> **Texte choisi**
24 juin 2014

Le fascisme, c'est la mort de la société civile et de la culture

Submitted by Anonyme (non vérifié)

L'une des pires erreurs qu'il est possible de faire au sujet du fascisme est de penser que celui-ci s'accompagne forcément, dans sa marche au pouvoir, de très larges mobilisations systématiques de masses encadrées par des milices particulièrement brutales, pratiquant les agressions systématiques.

Le fascisme, pour triompher et se maintenir, a besoin de mettre à mort la société civile, les opinions démocratiques. Celles-ci sont déjà en fait pratiquement inexistantes dans le capitalisme, puisque toutes les opinions s'exprimant correspondent aux classes soutenant le régime.

Cependant, même ce semblant d'expression disparaît avec le fascisme. Et surtout, et c'est là l'aspect principal de cette question de la société civile, la culture est anéantie, totalement effacée afin que tout ne serve plus que l'impérialisme le plus agressif.

C'est là précisément le point qu'anarchistes et trotskystes ne comprennent pas. Selon eux, le fascisme consiste en une prise du pouvoir par des gangsters qui sont achetés ensuite par les grands capitalistes.

Or, en réalité, l'extrême-droite est directement organisée par la fraction la plus agressive de la bourgeoisie impérialiste. Cette fraction entend guider l’État elle-même et donc supprimer l'expression des autres fractions bourgeoises, sans parler de la petite-bourgeoisie ou de l'aristocratie ouvrière.

Si ce n'était que cela, on pourrait comprendre la position selon laquelle tout cela est très secondaire. Toutefois, pour supprimer les opinions bourgeoises concurrentes, le fascisme supprime également la culture, pour ne tolérer que des expressions directement en soutien au régime, ce dernier étant marqué évidemment par le militarisme et l'expansionnisme.

Pourquoi supprimer la culture ? Justement afin d'assécher toutes les possibilités d'exprimer des opinions historiquement en désaccord avec la ligne unique de la fraction la plus agressive de la bourgeoisie.

Par exemple, le fascisme entend ouvrir une perspective néo-gaulliste, en partenariat avec les impérialismes allemand et russe. Cela signifie qu'il va devoir intervenir dans les domaines culturels afin de faire en sorte que cette perspective apparaisse comme « naturelle », surtout au plan historique.

> **Données recueillies**
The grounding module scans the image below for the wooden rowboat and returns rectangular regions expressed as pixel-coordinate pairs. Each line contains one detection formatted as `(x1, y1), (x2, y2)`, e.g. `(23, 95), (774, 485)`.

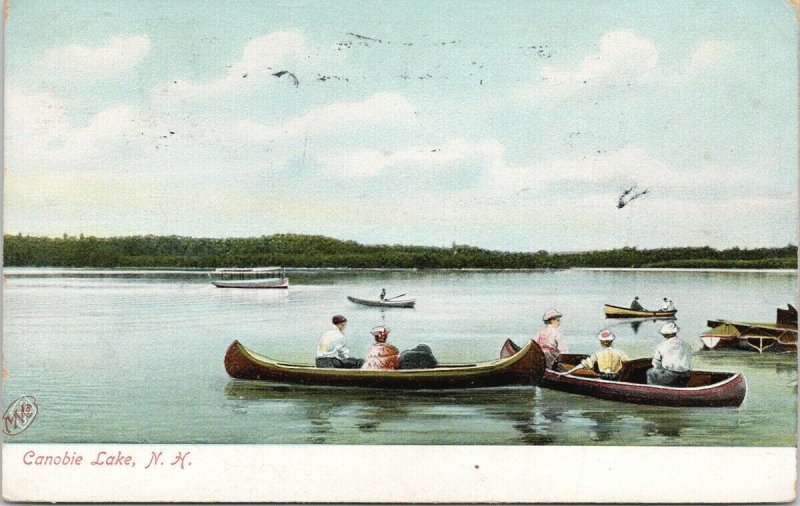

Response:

> **Exercices à faire**
1 – Dans le texte choisi, quels groupes la fraction la plus agressive de la bourgeoisie impérialiste veut-elle empêcher de s'exprimer ? Donnez-les tous.
2 – Recopiez le passage du texte choisi qui commence par les mots contenant « Cependant, même ce » et finit par « le plus agressif. », en remplaçant « anéantie » par « détruite ».

> **Réponses**
1 – Les autres fractions bourgeoises, la petite-bourgeoisie et l'aristocratie ouvrière.

2 –
Cependant, même ce semblant d'expression disparaît avec le fascisme. Et surtout, et c'est là l'aspect principal de cette question de la société civile, la culture est détruite, totalement effacée afin que tout ne serve plus que l'impérialisme le plus agressif.